Data records
○ ○ ○ ○ ○
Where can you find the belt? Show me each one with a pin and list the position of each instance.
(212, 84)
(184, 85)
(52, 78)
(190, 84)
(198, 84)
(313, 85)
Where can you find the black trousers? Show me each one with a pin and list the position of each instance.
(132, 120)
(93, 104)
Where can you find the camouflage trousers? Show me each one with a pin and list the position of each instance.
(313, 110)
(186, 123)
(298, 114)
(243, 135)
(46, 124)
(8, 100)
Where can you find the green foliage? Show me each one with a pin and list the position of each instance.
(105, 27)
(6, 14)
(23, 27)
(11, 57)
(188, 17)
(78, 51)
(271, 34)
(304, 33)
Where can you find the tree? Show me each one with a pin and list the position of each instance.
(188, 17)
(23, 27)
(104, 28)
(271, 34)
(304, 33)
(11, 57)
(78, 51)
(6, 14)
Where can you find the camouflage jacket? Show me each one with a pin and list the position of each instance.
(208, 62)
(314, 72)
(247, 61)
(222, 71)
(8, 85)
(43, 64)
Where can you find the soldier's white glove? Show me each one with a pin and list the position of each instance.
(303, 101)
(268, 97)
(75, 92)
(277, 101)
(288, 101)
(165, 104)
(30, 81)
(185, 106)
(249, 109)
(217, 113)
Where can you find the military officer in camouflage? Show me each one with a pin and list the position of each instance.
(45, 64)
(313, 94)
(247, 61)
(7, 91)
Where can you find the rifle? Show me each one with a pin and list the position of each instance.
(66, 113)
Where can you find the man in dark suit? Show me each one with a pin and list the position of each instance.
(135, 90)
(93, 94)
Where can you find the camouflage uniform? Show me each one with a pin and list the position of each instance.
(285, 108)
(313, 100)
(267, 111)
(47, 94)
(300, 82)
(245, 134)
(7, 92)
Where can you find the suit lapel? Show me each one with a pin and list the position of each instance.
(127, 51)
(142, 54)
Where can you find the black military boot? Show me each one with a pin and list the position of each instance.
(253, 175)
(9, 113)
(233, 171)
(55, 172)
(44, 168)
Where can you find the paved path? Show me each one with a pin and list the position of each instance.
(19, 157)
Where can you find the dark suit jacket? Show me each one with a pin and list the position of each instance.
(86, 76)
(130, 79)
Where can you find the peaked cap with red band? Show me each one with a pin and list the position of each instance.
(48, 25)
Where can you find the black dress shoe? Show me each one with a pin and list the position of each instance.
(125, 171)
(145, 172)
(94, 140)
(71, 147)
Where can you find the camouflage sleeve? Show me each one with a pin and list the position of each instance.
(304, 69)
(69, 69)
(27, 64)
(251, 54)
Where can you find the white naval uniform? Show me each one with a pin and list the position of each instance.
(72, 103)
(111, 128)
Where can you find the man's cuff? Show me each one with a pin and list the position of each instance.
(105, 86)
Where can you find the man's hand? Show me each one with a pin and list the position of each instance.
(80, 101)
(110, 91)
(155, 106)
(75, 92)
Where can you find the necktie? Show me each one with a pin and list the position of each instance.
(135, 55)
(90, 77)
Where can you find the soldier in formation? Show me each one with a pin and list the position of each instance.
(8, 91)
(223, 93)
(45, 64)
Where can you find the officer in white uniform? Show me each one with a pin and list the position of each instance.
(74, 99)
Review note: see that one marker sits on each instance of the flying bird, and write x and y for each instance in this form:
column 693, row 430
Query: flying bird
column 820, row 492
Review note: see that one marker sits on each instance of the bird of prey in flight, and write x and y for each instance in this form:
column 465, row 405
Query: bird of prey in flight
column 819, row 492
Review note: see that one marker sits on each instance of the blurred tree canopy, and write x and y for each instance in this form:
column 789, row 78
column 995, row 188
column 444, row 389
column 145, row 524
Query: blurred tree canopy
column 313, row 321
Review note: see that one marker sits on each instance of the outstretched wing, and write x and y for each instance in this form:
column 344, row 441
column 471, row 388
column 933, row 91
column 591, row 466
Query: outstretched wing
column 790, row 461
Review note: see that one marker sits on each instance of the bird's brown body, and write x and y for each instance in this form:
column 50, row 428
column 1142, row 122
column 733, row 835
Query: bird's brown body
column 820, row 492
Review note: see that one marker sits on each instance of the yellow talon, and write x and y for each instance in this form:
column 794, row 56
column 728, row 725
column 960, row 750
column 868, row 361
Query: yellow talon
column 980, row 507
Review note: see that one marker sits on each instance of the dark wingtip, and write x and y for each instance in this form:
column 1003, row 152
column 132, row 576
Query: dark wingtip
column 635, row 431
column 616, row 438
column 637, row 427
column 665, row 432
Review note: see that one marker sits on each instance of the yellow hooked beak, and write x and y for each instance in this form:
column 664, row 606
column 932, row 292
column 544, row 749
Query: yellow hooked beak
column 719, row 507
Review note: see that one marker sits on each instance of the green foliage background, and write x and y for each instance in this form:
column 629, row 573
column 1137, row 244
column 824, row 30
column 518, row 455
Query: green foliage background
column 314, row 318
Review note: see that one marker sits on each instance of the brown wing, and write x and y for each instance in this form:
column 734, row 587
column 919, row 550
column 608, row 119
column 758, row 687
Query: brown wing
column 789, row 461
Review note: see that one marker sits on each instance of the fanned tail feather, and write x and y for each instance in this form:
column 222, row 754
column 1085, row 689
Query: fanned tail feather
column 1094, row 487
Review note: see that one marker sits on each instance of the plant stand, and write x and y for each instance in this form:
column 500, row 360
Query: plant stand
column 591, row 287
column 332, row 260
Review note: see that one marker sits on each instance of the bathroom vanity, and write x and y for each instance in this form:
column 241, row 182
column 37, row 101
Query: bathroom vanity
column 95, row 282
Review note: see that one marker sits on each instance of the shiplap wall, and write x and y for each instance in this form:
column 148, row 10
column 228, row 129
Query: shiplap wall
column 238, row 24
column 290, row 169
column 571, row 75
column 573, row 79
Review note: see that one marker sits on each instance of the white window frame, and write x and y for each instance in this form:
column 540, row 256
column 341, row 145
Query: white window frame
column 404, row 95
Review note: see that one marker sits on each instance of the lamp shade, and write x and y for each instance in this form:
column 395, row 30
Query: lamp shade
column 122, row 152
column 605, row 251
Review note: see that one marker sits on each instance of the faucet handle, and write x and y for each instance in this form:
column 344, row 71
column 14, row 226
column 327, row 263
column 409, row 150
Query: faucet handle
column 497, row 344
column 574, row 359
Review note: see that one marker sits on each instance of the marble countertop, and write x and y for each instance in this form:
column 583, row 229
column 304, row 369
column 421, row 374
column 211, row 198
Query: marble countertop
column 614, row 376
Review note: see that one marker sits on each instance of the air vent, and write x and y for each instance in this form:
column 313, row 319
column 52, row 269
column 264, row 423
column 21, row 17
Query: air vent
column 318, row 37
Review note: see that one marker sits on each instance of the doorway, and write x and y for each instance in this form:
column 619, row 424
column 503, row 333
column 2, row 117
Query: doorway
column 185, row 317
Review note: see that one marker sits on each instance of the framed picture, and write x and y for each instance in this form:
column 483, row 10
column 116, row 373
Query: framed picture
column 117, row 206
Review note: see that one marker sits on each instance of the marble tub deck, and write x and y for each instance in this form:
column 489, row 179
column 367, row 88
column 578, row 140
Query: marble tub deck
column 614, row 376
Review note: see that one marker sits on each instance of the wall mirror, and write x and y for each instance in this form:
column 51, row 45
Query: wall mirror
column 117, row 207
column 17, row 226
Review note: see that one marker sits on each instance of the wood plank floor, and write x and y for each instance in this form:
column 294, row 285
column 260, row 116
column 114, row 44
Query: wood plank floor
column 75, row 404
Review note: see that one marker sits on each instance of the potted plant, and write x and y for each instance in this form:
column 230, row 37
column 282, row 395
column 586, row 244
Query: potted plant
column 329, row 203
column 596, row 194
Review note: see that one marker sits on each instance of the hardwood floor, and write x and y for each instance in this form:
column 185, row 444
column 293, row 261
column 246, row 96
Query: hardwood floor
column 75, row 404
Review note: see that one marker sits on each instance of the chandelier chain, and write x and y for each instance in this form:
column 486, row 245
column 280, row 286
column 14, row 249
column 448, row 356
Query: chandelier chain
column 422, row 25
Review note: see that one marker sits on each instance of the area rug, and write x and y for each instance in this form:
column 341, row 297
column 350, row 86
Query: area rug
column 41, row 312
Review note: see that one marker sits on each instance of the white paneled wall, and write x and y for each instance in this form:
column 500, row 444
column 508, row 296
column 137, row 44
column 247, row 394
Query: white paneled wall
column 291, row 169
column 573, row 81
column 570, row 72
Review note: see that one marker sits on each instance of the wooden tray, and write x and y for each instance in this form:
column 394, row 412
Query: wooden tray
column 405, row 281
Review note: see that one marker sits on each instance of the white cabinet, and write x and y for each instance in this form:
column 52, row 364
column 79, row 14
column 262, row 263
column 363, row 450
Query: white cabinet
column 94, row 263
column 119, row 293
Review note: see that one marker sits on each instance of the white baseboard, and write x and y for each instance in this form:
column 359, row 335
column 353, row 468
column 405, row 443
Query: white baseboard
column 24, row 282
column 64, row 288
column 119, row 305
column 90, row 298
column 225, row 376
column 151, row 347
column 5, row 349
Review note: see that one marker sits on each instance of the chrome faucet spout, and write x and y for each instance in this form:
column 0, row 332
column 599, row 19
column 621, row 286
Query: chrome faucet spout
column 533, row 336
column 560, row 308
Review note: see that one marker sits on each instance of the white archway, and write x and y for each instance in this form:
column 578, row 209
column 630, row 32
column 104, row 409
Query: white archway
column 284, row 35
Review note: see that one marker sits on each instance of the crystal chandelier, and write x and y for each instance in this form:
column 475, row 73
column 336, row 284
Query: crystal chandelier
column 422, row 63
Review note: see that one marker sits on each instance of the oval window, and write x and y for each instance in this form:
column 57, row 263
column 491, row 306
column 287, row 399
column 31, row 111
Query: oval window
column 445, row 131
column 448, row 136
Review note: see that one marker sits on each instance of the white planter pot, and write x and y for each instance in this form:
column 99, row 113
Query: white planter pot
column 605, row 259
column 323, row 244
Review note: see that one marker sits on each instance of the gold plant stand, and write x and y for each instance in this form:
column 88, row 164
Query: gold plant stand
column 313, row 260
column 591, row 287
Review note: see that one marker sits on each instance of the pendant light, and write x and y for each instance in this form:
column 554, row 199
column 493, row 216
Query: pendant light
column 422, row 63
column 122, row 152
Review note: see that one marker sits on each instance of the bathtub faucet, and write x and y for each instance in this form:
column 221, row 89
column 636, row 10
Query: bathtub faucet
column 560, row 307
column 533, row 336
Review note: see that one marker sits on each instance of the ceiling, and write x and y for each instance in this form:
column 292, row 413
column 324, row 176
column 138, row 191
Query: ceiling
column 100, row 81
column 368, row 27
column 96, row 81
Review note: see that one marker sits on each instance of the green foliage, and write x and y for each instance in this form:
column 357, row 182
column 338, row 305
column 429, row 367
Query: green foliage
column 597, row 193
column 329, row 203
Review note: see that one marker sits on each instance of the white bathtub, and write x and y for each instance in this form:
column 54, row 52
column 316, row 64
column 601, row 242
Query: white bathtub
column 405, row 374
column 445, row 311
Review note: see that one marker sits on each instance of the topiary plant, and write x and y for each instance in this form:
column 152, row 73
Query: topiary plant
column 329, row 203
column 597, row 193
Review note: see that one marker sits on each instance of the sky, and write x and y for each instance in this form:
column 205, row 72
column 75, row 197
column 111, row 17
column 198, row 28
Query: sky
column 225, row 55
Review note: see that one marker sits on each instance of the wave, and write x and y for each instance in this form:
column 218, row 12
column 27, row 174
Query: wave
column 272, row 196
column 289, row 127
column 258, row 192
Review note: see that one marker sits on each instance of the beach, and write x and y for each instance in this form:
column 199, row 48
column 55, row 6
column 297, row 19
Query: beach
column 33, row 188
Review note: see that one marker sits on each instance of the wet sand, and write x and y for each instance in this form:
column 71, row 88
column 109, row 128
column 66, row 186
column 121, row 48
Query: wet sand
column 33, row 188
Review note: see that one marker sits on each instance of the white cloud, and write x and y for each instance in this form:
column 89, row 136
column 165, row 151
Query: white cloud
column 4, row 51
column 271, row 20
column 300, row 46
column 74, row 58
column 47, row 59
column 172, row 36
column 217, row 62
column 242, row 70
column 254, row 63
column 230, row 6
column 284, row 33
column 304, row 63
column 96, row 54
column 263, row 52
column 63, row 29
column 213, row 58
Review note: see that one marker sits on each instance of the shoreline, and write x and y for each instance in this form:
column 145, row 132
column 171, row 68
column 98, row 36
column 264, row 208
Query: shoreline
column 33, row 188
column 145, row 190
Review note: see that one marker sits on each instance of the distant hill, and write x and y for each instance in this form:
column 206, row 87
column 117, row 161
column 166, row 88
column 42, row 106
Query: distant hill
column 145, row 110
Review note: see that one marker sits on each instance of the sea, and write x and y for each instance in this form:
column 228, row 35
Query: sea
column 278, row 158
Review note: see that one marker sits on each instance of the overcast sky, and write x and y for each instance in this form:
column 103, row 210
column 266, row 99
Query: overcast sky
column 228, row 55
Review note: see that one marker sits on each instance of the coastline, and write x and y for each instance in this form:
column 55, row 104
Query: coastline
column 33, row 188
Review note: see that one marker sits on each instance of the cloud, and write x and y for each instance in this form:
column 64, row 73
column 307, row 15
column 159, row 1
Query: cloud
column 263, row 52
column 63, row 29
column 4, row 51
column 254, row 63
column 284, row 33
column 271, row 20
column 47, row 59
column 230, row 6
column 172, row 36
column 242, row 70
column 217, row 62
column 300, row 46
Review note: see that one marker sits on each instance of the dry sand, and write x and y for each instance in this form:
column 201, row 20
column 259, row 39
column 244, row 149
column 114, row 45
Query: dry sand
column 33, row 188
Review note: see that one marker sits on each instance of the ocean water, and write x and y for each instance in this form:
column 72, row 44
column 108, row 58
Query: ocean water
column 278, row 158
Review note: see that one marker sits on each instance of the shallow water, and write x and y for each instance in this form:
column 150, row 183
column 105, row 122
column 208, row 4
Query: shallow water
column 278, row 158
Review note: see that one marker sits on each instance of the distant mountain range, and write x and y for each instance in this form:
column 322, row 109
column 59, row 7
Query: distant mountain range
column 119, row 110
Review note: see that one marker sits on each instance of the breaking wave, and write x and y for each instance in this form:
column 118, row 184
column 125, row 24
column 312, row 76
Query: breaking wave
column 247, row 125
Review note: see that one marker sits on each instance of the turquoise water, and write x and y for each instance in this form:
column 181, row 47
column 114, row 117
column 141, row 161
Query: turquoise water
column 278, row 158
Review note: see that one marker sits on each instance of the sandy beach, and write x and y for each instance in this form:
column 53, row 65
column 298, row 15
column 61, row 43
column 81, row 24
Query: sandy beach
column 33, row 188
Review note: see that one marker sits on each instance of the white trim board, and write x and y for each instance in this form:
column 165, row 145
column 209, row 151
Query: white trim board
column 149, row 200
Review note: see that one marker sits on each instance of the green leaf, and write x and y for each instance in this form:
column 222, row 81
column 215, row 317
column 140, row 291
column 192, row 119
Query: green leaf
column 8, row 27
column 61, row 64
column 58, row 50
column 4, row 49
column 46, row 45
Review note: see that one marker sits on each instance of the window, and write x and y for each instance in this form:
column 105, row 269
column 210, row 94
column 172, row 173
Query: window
○ ○ ○ ○ ○
YOUR TASK:
Find the line with "Query: area rug" in the entries above. Retype it and each line after it, exactly, through the line with "column 363, row 450", and stop there.

RESULT OF THIS EXERCISE:
Query: area rug
column 41, row 312
Review note: see that one marker sits on each instance of the white paneled wall, and write x and y for each instance in this form:
column 500, row 444
column 508, row 296
column 137, row 44
column 247, row 394
Query: white paneled wall
column 291, row 169
column 573, row 81
column 570, row 72
Review note: see that one marker sits on each instance of the wooden tray, and write x and y for each instance in this form:
column 394, row 412
Query: wooden tray
column 405, row 281
Review note: see that one marker sits on each instance of the white cabinet, and write x and y for each instance in this form:
column 52, row 364
column 79, row 14
column 262, row 263
column 363, row 450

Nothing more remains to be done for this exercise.